THE TASK:
Lay out every line of the rows below as a Markdown table with two columns, No. and Line, numbering the lines in order. Leave out blank lines and the pictures.

----- DATA LINES -----

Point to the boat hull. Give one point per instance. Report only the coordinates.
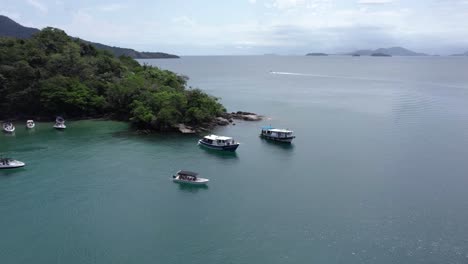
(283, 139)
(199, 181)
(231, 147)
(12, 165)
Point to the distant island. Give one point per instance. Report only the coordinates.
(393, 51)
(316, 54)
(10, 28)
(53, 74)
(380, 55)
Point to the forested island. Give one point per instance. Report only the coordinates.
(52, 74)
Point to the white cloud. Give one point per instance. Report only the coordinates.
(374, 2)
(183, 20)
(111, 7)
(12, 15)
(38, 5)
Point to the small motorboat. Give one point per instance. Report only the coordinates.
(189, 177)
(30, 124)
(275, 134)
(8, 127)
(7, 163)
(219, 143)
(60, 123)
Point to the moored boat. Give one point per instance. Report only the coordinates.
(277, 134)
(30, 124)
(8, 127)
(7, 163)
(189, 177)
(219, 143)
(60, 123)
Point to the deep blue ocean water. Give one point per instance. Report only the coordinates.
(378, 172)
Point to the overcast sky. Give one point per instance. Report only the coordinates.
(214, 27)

-----

SOLUTION:
| No. | Line |
|---|---|
| 1 | Point to the boat hull. Give one point per instance. Report only the coordinates. |
| 2 | (283, 139) |
| 3 | (199, 181) |
| 4 | (231, 147) |
| 5 | (12, 165) |
| 6 | Point to the distant island. Give one point per instance. Report only the coordinates. |
| 7 | (393, 51) |
| 8 | (316, 54) |
| 9 | (10, 28) |
| 10 | (53, 74) |
| 11 | (380, 55) |
| 12 | Point to the forested island. Give one point per instance. Report only the coordinates. |
| 13 | (52, 74) |
| 14 | Point to the white cloud. Give one point per instance. Report only the coordinates. |
| 15 | (374, 2) |
| 16 | (183, 20) |
| 17 | (111, 7) |
| 18 | (12, 15) |
| 19 | (38, 5) |
| 20 | Point to the small motorboat. Give one point per instance. Report only the coordinates. |
| 21 | (189, 177) |
| 22 | (30, 124) |
| 23 | (275, 134) |
| 24 | (8, 127) |
| 25 | (7, 163) |
| 26 | (219, 143) |
| 27 | (60, 123) |
| 28 | Point to the moored boat. Give one point per instance. Report only the coordinates. |
| 29 | (277, 134) |
| 30 | (30, 124) |
| 31 | (8, 127) |
| 32 | (7, 163) |
| 33 | (189, 177) |
| 34 | (219, 143) |
| 35 | (60, 123) |
| 36 | Point to the deep blue ocean water. Give one point per instance. Report only the coordinates. |
| 37 | (378, 172) |
| 38 | Point to the overcast sky. Give one point per instance. Report only the coordinates. |
| 39 | (214, 27) |